# [Exercise]
Below is a block of records; repeat each one exactly.

# [Supplied data]
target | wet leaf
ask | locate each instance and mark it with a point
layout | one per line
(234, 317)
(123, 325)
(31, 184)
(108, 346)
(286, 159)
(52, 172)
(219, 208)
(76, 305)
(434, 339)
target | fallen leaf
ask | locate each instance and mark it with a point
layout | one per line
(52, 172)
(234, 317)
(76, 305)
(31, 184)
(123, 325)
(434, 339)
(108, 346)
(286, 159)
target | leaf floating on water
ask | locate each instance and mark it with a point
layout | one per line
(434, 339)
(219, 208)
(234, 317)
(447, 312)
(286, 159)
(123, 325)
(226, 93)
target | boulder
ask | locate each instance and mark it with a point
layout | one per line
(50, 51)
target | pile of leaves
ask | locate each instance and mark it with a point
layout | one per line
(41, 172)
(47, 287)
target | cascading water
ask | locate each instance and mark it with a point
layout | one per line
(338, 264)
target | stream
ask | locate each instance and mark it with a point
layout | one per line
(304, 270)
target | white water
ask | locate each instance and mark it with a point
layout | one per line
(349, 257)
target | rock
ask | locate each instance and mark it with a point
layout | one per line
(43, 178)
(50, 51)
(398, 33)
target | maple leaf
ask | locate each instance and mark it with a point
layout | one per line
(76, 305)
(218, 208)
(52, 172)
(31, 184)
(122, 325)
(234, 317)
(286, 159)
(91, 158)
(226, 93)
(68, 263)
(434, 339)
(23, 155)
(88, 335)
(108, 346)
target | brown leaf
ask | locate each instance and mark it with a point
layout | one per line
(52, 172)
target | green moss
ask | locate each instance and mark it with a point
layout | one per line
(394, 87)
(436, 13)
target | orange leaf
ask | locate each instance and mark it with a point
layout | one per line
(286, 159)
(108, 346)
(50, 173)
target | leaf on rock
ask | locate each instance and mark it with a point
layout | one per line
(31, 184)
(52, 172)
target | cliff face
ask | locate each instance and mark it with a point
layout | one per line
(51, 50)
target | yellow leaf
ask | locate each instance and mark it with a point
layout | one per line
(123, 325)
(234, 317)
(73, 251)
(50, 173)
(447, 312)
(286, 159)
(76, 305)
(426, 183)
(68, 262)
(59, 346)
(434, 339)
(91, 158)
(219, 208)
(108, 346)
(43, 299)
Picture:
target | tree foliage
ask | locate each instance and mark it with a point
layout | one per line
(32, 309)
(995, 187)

# [Solution below]
target | wet leaf
ask | locate each instance and mark it with a point
layout | one per line
(234, 317)
(123, 325)
(31, 184)
(108, 346)
(286, 159)
(52, 172)
(219, 208)
(76, 305)
(434, 339)
target | fallen leaf
ask | locate each instance and mark it with a point
layout | one per line
(52, 172)
(234, 317)
(76, 305)
(31, 184)
(123, 325)
(434, 339)
(108, 346)
(286, 159)
target | leaf floating on water
ask | locate each instance and mark it with a point
layout | one per line
(434, 339)
(219, 208)
(234, 317)
(447, 312)
(286, 159)
(123, 325)
(226, 93)
target | boulder
ask | locate each instance and mark it with a point
layout | one per line
(50, 51)
target | pile of leaves
ask | locate each instance and mark it with a point
layout | one per line
(41, 172)
(47, 287)
target | cascading water
ask | locate each instance and mark it with a point
layout | one per line
(338, 264)
target | stream
ask | locate each instance and mark it with a point
layout | one per line
(304, 270)
target | white water
ask | locate each instance and mark it with a point
layout | one per line
(349, 257)
target | rock
ask | locate each instance and mark it with a point
layout | one per line
(43, 178)
(50, 51)
(398, 33)
target | maple leaf
ask | locate each instance and mark it with a point
layout | one per line
(76, 305)
(218, 208)
(52, 172)
(31, 184)
(122, 325)
(234, 317)
(286, 159)
(91, 158)
(226, 93)
(68, 263)
(434, 339)
(23, 155)
(88, 335)
(108, 346)
target | brown leaf
ask | locate each instance and mark it with a point
layout | one per line
(52, 172)
target | green moss
ask | locate each instance and mark it with a point
layout | one per line
(394, 87)
(436, 13)
target | orange leaf
ask | locate each instance and mark it with a point
layout | one per line
(286, 159)
(108, 346)
(50, 173)
target | leaf on rock
ask | locate each instance and mark it with a point
layout | one per line
(31, 184)
(52, 172)
target | cliff face
ask | locate each instance and mark it with a point
layout | one per line
(51, 50)
target | yellow leaf
ask | locate each instance and mark it with a point
layout | one per line
(123, 325)
(234, 317)
(73, 251)
(50, 173)
(447, 312)
(286, 159)
(76, 305)
(426, 183)
(68, 262)
(59, 346)
(434, 339)
(91, 158)
(219, 208)
(108, 346)
(43, 299)
Picture:
target | tree foliage
ask | locate each instance and mark it with a point
layout | one per line
(32, 309)
(995, 187)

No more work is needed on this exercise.